■ SELECTED EXTRACT:

>> start

You know iSCSI and VMware.. I bet not… Part 1

One thing I noticed is that every single installation I have seen of iSCSI in VMware there has been crucial items missed in the setup that always rears its ugly head at the most inopportune time. I have poured over numerous blogs and best practices and it all becomes very dizzying. Heck throw in the fact that EVERY single manufacture has their own Best Practices it is no wonder people can’t get it right. I will attempt to document it in a step by step process and also highlight key things to keep in mind when building out iSCSI networks.

First and foremost before you even start on setting up iSCSI you really need to see what kind of networking you will need. Selecting the right networking switches is CRUCIAL to your overall success of an iSCSI implementation. Want to go with the SMB switches that is fine but beware if you are pushing any kind of I/O through it, it’s probably going to drop packets like a banshee. So let’s take a closer look at Cisco 2960 switches for argument’s sake we will use a Cisco 2960 -48 port switch.

Each portion of the switch highlighted above goes to a specific port Asic’s.

Putty into your switch and go into enable mode once there type in this: sh platform port-asic version (this is a output from a 3750 just to give you a visual)

This will then show you how many port asic you have in your switch. Typically for Cisco on a 48 port switch they break it out into the first 24 ports go to one port Asic (red box above) second set of 24 ports go to another port asic ( greenbox above) then finally the uplink ports are dedicated their own port asic (indicated by yellow box above). Again another way to tell this would be to run this command from your putty session: show platform pm if-numbers pay special attention to the column labeled Port as this will correlate to the Asic the corresponding interface belongs to.

So you’re probably wondering ok I thought this was a iSCSI post trust me it is but we really need to make sure we have our foundation solid before we build things out. Two final things when selecting your switch you need to make sure that your switch is able to handle bursty traffic part of being able to do this is having ample port buffers and whether those port buffers are shared or dedicated makes a huge difference. For instance on the 2960’s they have a 384K shared port buffer that is shared between 12 ports. So if you are going to be doing any sort of high traffic and virtualization through a 2960 just be cognizant that you are going to be walking a fine line depending on how many host you have and what the VM’s are doing. So one way to combat this is not to load up one port asic with all the iSCSI traffic. So ideally you would have at least 2 dedicated switches for iSCSI traffic only.

>> end

■ PROBLEMS:
**A)** Which colored boxes does the iSCSI post mention, and which ports does each one mark?
**B)** Can you return the passage of the iSCSI post from "This will then" up to and including "interface belongs to.", copied word for word?

(Data extracted from a collection)
>> start

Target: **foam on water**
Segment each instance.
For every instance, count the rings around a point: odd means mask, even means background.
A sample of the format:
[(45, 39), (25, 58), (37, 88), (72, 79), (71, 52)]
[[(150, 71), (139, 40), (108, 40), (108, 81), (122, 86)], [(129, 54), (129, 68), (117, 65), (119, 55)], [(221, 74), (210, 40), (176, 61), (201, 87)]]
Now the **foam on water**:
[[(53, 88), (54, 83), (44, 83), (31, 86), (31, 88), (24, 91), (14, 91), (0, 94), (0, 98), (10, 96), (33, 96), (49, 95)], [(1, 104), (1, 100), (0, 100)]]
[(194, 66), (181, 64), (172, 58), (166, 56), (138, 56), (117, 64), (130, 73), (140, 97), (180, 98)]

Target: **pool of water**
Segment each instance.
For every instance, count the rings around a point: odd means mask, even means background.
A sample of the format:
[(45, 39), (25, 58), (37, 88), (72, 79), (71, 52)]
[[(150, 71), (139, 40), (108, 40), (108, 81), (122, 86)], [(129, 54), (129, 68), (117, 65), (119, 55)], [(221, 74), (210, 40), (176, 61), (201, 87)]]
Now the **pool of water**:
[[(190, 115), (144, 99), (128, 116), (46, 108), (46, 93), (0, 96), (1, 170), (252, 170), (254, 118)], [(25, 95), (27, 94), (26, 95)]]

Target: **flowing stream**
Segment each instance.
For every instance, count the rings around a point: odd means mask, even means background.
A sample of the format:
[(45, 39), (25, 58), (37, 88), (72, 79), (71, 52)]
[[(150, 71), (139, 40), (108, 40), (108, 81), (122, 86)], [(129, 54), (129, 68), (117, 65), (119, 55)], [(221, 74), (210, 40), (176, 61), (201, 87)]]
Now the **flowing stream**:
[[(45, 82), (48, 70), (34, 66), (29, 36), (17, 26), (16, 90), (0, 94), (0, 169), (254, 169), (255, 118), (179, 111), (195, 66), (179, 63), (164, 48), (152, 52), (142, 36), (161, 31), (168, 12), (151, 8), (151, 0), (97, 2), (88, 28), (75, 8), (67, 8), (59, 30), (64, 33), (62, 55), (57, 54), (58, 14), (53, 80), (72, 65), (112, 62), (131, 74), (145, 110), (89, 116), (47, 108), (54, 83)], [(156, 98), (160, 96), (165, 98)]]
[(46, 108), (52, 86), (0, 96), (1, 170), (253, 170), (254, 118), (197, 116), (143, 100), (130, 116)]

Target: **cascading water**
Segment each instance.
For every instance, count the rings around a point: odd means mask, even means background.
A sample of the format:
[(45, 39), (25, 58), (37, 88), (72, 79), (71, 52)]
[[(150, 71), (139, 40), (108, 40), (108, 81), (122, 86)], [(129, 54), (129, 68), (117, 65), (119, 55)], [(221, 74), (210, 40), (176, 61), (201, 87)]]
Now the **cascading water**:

>> end
>> start

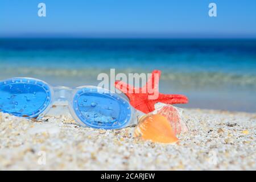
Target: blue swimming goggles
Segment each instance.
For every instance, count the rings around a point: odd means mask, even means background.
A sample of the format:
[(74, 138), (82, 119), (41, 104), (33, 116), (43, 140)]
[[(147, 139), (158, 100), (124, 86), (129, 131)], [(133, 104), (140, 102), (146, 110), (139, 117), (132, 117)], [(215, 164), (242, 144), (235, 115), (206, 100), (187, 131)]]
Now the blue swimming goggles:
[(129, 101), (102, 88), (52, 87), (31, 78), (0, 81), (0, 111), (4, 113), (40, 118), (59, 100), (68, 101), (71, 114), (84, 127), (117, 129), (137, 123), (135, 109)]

>> end

■ FULL ANSWERS:
**A)**
- Red box: the first 24 ports, which go to one port ASIC
- Green box: the second set of 24 ports, which go to another port ASIC
- Yellow box: the uplink ports, which have their own port ASIC

**B)**
This will then show you how many port asic you have in your switch. Typically for Cisco on a 48 port switch they break it out into the first 24 ports go to one port Asic (red box above) second set of 24 ports go to another port asic ( greenbox above) then finally the uplink ports are dedicated their own port asic (indicated by yellow box above). Again another way to tell this would be to run this command from your putty session: show platform pm if-numbers pay special attention to the column labeled Port as this will correlate to the Asic the corresponding interface belongs to.